**Exercise directions**
In the passage on statelessness, take the part that opens with the words containing "Hidden in the" and closes with "build better lives.", and change "citizenship" to "nationality" throughout.

**Excerpt to read**

START

Another story, by Seth Mydans in Sunday’s International Herald Tribune, described the plight of millions of ‘Citizens of nowhere’.

Hidden in the back corners of the world is a scattered population of millions of nobodies, citizens of nowhere, forgotten or neglected by governments, ignored by census takers.

Many of these stateless people are among the world's poorest; all are the most disenfranchised. Without citizenship, they often have no right to schooling, health care or property ownership. Nor may they vote, or travel outside their countries - even, in some cases, the towns - where they live.

They are stateless for many reasons - migration, refugee flight, racial or ethnic exclusion, the quirks of history - but taken together, these noncitizens, according to one report, "are among the most vulnerable segments of humanity."

Without the rights conferred by citizenship, they have few avenues for redressing abuses, and little access to resources that could help them build better lives.

It’s rather frightening that the IHT can somehow devote an article to statelessness without a single mention of the Palestinians.

Anyway, beyond the refugees who will never get to return to their homes, it comes as no surprise that ‘a full return to the 1967 borders’ is not on the table either. As Bush wrote,

In light of new realities on the ground, including already existing major Israeli populations [sic] centers, it is unrealistic to expect that the outcome of final status negotiations will be a full and complete return to the armistice lines of 1949.

In other words, the only painful concession that Olmert hasn’t already explicitly excluded is Jerusalem. And I think we can take it as read that since Israel has long since officially annexed all of Jerusalem (‘Jerusalem, complete and united, is the capital of Israel.’) and in 1998 declared a public holiday in honour of its ‘liberation and unification’, that this is not negotiable either.

END

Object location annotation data
START

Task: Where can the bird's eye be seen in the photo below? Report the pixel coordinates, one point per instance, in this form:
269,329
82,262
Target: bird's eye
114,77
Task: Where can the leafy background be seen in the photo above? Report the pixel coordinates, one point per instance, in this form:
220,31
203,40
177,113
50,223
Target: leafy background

END

**Reply to the task**
Hidden in the back corners of the world is a scattered population of millions of nobodies, citizens of nowhere, forgotten or neglected by governments, ignored by census takers.

Many of these stateless people are among the world's poorest; all are the most disenfranchised. Without nationality, they often have no right to schooling, health care or property ownership. Nor may they vote, or travel outside their countries - even, in some cases, the towns - where they live.

They are stateless for many reasons - migration, refugee flight, racial or ethnic exclusion, the quirks of history - but taken together, these noncitizens, according to one report, "are among the most vulnerable segments of humanity."

Without the rights conferred by nationality, they have few avenues for redressing abuses, and little access to resources that could help them build better lives.